━━ Record list ━━
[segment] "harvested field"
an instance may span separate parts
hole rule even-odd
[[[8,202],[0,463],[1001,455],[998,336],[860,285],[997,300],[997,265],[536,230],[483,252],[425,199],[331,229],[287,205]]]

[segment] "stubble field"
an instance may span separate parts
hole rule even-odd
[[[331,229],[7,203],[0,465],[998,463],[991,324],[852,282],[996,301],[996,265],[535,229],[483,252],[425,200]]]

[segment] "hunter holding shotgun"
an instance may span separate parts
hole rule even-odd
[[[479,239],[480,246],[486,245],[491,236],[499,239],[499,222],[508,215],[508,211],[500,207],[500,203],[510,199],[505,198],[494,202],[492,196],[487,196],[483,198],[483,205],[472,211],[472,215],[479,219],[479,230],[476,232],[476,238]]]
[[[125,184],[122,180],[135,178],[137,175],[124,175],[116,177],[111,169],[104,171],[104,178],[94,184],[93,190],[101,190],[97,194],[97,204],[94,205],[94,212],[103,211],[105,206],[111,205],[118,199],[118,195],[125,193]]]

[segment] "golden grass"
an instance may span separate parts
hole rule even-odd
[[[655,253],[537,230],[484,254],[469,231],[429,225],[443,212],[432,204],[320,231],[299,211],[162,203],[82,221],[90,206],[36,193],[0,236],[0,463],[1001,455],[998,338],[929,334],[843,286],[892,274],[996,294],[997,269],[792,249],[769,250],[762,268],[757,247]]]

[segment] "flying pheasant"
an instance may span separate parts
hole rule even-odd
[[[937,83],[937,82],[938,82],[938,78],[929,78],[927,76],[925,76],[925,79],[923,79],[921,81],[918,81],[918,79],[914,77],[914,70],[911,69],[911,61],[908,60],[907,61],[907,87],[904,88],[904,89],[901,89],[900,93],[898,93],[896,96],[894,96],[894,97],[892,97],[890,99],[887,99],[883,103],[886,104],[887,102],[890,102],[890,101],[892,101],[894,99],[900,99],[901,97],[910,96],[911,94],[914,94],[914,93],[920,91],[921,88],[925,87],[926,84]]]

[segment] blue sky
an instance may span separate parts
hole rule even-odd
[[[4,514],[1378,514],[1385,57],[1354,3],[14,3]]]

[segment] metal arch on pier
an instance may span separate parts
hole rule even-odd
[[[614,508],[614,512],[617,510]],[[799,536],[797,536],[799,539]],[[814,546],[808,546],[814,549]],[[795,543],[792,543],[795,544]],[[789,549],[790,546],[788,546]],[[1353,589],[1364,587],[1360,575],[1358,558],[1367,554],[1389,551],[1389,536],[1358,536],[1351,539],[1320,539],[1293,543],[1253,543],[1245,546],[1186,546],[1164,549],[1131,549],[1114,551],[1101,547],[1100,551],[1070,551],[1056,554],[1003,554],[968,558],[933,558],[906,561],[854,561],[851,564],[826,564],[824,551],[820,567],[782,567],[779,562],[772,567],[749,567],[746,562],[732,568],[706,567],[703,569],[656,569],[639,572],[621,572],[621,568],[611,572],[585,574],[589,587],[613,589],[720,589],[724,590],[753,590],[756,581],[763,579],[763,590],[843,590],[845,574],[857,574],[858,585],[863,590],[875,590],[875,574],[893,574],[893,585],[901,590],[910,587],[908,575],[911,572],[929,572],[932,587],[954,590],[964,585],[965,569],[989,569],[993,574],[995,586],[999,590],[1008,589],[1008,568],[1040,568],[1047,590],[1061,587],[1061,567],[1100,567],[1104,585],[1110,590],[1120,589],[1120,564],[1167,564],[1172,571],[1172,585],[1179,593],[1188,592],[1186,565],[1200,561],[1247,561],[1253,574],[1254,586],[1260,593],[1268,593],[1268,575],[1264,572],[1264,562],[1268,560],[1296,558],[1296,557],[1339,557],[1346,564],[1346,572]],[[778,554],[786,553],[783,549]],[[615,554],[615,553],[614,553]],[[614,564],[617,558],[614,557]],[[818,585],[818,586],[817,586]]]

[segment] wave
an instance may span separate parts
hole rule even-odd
━━━
- **Challenge**: Locate each line in the material above that contains the string "segment", and copy those lines.

- **Solution**:
[segment] "harvested field"
[segment] "stubble field"
[segment] "hunter holding shotgun"
[segment] "golden grass"
[segment] "flying pheasant"
[segment] blue sky
[segment] metal arch on pier
[segment] wave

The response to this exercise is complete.